# BRIEF:
Output the material exactly, keeping every line intact.

== Segment start ==

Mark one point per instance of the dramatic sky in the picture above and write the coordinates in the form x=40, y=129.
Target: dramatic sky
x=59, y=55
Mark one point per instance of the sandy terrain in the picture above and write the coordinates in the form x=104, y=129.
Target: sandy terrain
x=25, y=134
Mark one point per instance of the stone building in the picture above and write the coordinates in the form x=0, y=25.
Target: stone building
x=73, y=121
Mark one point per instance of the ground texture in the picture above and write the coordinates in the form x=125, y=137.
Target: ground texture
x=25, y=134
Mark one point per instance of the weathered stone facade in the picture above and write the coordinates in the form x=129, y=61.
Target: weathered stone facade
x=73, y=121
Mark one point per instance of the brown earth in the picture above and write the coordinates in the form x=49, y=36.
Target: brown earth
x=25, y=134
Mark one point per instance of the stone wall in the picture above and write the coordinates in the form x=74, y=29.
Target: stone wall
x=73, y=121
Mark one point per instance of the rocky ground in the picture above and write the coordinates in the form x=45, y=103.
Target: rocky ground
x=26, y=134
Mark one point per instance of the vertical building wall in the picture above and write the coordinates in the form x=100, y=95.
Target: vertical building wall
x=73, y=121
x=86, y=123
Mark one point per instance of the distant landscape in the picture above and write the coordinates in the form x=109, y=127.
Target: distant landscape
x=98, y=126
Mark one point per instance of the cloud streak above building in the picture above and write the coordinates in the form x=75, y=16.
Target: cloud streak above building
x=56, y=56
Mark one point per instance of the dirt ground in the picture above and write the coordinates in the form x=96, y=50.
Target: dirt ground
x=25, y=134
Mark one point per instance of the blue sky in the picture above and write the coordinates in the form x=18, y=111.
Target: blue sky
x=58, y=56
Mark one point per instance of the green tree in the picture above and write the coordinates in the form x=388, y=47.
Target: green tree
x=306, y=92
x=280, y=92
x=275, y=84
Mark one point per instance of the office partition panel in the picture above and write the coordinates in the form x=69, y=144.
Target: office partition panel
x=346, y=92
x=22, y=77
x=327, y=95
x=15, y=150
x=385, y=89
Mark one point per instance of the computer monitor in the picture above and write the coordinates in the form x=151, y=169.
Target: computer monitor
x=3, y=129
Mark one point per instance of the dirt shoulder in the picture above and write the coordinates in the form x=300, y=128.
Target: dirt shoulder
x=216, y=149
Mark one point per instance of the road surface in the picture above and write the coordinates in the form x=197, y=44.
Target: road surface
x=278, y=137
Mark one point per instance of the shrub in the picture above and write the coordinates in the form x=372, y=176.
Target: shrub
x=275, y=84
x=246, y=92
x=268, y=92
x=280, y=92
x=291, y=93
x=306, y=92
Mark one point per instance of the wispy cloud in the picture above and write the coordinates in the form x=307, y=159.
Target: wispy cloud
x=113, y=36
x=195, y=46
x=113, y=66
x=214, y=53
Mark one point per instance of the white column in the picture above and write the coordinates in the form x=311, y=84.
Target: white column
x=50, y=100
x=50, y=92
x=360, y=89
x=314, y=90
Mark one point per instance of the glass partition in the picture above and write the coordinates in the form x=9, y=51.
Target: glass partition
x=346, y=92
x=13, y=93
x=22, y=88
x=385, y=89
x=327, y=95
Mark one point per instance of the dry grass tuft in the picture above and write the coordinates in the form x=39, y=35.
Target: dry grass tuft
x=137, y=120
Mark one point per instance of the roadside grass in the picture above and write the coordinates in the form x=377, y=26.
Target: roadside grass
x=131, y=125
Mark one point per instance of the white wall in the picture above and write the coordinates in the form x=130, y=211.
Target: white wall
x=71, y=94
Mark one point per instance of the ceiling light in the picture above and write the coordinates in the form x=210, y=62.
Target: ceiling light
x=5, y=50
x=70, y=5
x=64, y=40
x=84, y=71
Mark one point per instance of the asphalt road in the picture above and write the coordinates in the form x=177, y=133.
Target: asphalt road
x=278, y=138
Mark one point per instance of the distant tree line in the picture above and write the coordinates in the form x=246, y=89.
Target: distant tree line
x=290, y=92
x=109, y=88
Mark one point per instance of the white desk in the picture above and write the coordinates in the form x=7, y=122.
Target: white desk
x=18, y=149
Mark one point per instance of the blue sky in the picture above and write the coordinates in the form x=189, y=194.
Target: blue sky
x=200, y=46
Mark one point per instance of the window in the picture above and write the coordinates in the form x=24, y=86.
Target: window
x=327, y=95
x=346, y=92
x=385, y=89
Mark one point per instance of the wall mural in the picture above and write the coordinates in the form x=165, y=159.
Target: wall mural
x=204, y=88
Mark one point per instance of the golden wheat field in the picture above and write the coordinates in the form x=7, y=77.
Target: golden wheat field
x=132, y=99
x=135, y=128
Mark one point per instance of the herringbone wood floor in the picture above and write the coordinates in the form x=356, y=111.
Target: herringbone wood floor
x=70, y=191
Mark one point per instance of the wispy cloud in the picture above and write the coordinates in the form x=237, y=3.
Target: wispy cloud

== Segment end ==

# TASK SOLUTION:
Mark one point per instance of the dramatic sky in the picture above and write the coordinates in the form x=40, y=129.
Target: dramatic sky
x=59, y=55
Mark one point per instance of the sandy terrain in the picture above and write the coordinates in the form x=104, y=129.
Target: sandy terrain
x=25, y=134
Mark one point per instance of the stone building in the picture above and write the coordinates in the form x=0, y=25.
Target: stone building
x=73, y=121
Mark one point per instance of the ground texture in the picture above and write the coordinates in the form x=125, y=137.
Target: ground texture
x=25, y=134
Mark one point per instance of the weathered stone facade in the picture above and write the coordinates in the form x=129, y=61.
Target: weathered stone facade
x=73, y=121
Mark one point per instance of the brown earth in the picture above and write the coordinates in the form x=49, y=36.
Target: brown earth
x=25, y=134
Mark one point per instance of the stone wall in the picture above and write the coordinates in the form x=74, y=29.
Target: stone wall
x=73, y=121
Mark one point per instance of the rocky ground in the picture above and write the coordinates in the form x=45, y=103.
Target: rocky ground
x=26, y=134
Mark one point per instance of the vertical building wall in the picture above and write the coordinates in the form x=100, y=95.
Target: vertical building wall
x=73, y=121
x=86, y=123
Mark one point per instance of the distant landscape in the picture above and write the coordinates in the form x=109, y=127.
Target: distant landscape
x=98, y=126
Mark one point per instance of the cloud streak above building in the picture above and write the coordinates in the form x=75, y=16.
Target: cloud streak above building
x=56, y=56
Mark one point per instance of the dirt ground in the picture above and write the coordinates in the form x=96, y=50.
Target: dirt ground
x=25, y=134
Mark one point per instance of the blue sky in the picture above and write the coordinates in the form x=18, y=111.
Target: blue sky
x=58, y=56
Mark one point per instance of the green tree in the picture above and write the coordinates in the form x=388, y=47.
Target: green tree
x=306, y=92
x=280, y=92
x=275, y=84
Mark one point per instance of the office partition panel in the picture above and write the coordinates in the form x=69, y=144.
Target: office partition panel
x=346, y=92
x=22, y=77
x=327, y=95
x=15, y=150
x=385, y=89
Mark one point per instance of the computer monitor in the picture above and write the coordinates in the form x=151, y=169.
Target: computer monitor
x=3, y=129
Mark one point per instance of the dirt shoulder in the picture above and write the coordinates in the form x=300, y=128.
Target: dirt shoulder
x=216, y=149
Mark one point per instance of the road surface in the picture above and write the coordinates in the form x=197, y=44.
Target: road surface
x=278, y=137
Mark one point per instance of the shrub in the picture above and write the coordinates in the form x=372, y=176.
Target: shrub
x=275, y=84
x=246, y=92
x=268, y=92
x=280, y=92
x=291, y=93
x=306, y=92
Mark one point per instance of the wispy cloud in the picture above and write the coordinates in the form x=307, y=159.
Target: wispy cloud
x=113, y=36
x=195, y=46
x=113, y=66
x=214, y=53
Mark one point per instance of the white column in the picture above and write the coordinates in the form x=311, y=84.
Target: white column
x=50, y=100
x=50, y=92
x=360, y=89
x=314, y=90
Mark one point per instance of the glass partition in the picture above and write the coordinates in the form x=9, y=51.
Target: glass partition
x=346, y=92
x=13, y=93
x=22, y=88
x=385, y=89
x=327, y=95
Mark one point per instance of the dry grass tuft in the picture above and write the coordinates in the form x=39, y=35.
Target: dry grass tuft
x=137, y=120
Mark one point per instance of the roadside grass in the picture above and write the coordinates in the form x=377, y=26.
Target: roadside grass
x=131, y=125
Mark one point per instance of the white wall in the picture above and write the coordinates in the form x=130, y=211.
Target: white wall
x=71, y=94
Mark one point per instance of the ceiling light in the picture above and write the coordinates in the form x=210, y=62.
Target: ceiling light
x=5, y=50
x=70, y=5
x=64, y=40
x=84, y=71
Mark one point per instance of the asphalt road in the picture above and write the coordinates in the form x=177, y=133.
Target: asphalt road
x=278, y=138
Mark one point per instance of the distant tree line in the picture above and write the coordinates in the form x=246, y=89.
Target: distant tree line
x=290, y=92
x=109, y=88
Mark one point per instance of the white desk in the picture above and write the coordinates in the form x=7, y=122.
Target: white desk
x=18, y=149
Mark one point per instance of the blue sky in the picture above and write the coordinates in the form x=189, y=194.
Target: blue sky
x=200, y=46
Mark one point per instance of the window in the picture above and write the coordinates in the form x=24, y=86.
Target: window
x=327, y=95
x=346, y=92
x=385, y=89
Mark one point per instance of the wall mural in the picture above and write the coordinates in the form x=165, y=159.
Target: wall mural
x=204, y=88
Mark one point per instance of the golden wheat field in the picture above and write the coordinates in the form x=7, y=77.
Target: golden wheat field
x=132, y=99
x=135, y=128
Mark one point per instance of the herringbone wood floor in the picture above and write the coordinates in the form x=356, y=111.
Target: herringbone wood floor
x=70, y=191
Mark one point per instance of the wispy cloud in the picture above and write the coordinates in the form x=237, y=3.
Target: wispy cloud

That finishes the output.